Stored data entries

* * * *

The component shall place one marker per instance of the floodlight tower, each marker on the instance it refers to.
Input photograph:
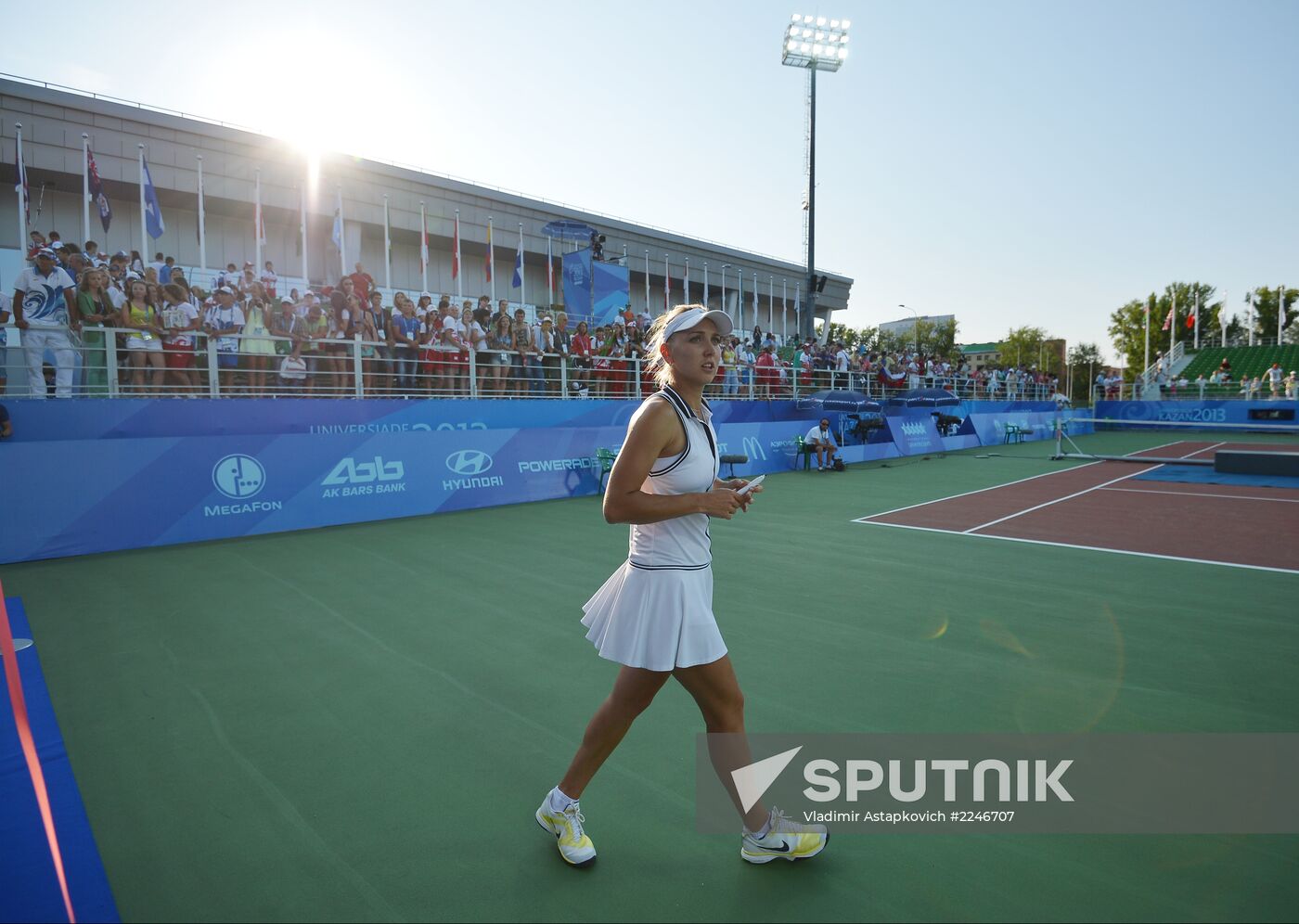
(814, 43)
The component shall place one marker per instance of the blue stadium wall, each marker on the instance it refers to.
(93, 476)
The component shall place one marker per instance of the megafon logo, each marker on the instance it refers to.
(1035, 780)
(470, 466)
(469, 462)
(351, 472)
(238, 477)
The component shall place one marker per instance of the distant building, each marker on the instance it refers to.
(981, 355)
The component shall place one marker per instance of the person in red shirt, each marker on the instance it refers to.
(361, 284)
(582, 353)
(766, 375)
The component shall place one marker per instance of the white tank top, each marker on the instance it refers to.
(681, 544)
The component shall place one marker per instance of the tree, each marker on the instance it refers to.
(1022, 346)
(1127, 324)
(1266, 314)
(1085, 359)
(854, 337)
(926, 337)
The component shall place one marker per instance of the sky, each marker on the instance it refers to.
(1009, 162)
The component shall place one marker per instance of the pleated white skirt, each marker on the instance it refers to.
(656, 620)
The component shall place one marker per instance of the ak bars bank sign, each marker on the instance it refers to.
(1015, 784)
(240, 479)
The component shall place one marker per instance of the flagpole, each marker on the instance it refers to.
(1149, 310)
(302, 229)
(387, 247)
(84, 190)
(740, 301)
(1172, 331)
(458, 281)
(1281, 312)
(666, 285)
(785, 311)
(257, 221)
(145, 233)
(1223, 320)
(22, 195)
(1197, 317)
(203, 233)
(424, 250)
(341, 234)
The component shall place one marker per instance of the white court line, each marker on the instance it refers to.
(965, 494)
(1088, 490)
(1017, 481)
(1048, 503)
(1090, 548)
(1201, 494)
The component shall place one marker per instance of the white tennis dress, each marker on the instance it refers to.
(656, 611)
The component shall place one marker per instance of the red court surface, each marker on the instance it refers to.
(1100, 506)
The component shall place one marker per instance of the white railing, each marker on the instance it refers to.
(114, 363)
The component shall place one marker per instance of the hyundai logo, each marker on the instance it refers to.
(238, 476)
(469, 462)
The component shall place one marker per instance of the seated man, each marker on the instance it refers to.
(822, 441)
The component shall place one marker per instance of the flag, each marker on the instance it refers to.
(424, 239)
(549, 268)
(152, 211)
(455, 256)
(21, 186)
(96, 193)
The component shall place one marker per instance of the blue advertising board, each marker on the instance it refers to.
(97, 476)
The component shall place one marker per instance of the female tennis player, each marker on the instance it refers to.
(655, 613)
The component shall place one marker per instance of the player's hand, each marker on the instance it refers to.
(744, 499)
(721, 503)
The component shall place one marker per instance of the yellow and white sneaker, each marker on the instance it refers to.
(785, 839)
(574, 846)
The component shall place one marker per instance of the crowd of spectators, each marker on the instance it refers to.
(321, 342)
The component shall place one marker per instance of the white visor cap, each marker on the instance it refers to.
(694, 317)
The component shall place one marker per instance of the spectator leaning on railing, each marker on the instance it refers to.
(41, 299)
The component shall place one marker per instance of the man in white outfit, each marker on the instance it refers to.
(41, 299)
(822, 441)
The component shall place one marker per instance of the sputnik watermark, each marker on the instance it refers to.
(1058, 784)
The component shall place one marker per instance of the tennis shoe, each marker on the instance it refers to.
(574, 846)
(785, 839)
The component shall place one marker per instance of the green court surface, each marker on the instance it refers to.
(359, 723)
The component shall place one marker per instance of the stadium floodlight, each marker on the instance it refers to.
(814, 43)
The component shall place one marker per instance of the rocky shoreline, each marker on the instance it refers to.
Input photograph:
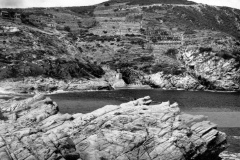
(34, 129)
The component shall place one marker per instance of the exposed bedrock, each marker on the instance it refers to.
(35, 130)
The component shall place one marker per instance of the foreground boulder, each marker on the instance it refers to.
(35, 130)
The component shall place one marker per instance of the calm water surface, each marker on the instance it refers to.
(222, 108)
(84, 102)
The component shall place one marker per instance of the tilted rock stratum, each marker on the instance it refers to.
(34, 129)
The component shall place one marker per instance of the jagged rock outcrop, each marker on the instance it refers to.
(174, 82)
(119, 82)
(34, 129)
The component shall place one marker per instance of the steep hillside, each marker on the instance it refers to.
(141, 39)
(30, 51)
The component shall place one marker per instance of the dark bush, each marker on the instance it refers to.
(106, 4)
(203, 49)
(172, 53)
(224, 55)
(67, 28)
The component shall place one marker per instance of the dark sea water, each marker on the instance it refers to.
(222, 108)
(84, 102)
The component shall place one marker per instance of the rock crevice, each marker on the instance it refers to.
(35, 130)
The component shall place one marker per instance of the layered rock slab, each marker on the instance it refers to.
(136, 130)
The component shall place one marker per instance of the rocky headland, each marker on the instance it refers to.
(34, 129)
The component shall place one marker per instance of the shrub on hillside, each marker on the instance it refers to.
(67, 28)
(172, 52)
(205, 49)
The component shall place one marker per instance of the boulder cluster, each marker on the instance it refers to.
(34, 129)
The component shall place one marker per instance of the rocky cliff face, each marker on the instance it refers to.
(212, 71)
(34, 129)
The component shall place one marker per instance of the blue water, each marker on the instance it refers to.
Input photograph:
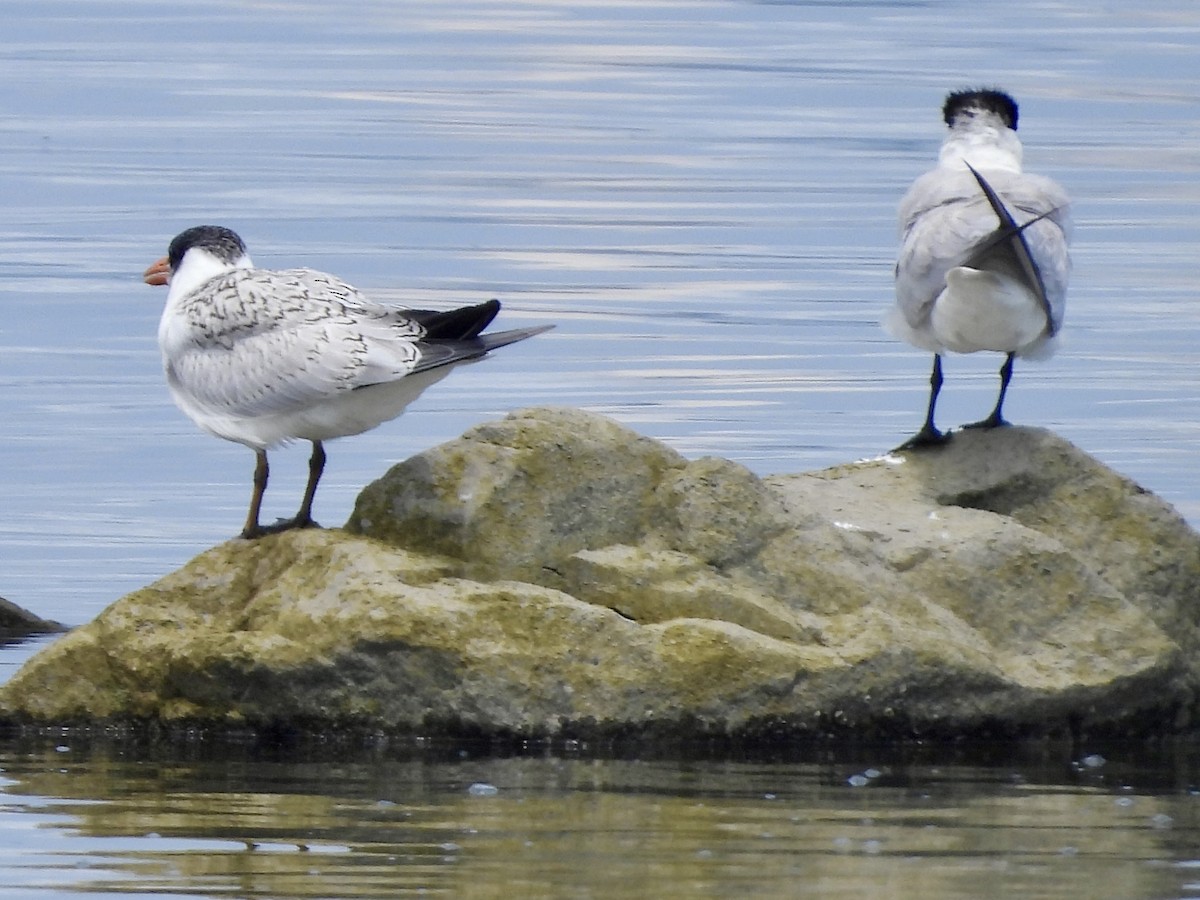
(701, 196)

* * * *

**TASK INSTRUCTIONS:** With pictures left out, transcribe each line from the one containing "The component shall place one marker per instance of the boulder" through the end of the data, both ends included.

**RESULT:**
The component shall place one marker per instance of the boulder cluster, each marker on the instance it refers to.
(34, 129)
The component shall place one marker per instance of the rocky cliff face, each marker on the instance it refers to.
(212, 71)
(34, 129)
The component shall place one marker per instance of the blue water, each marker on the instance it refers to.
Input photograph:
(701, 196)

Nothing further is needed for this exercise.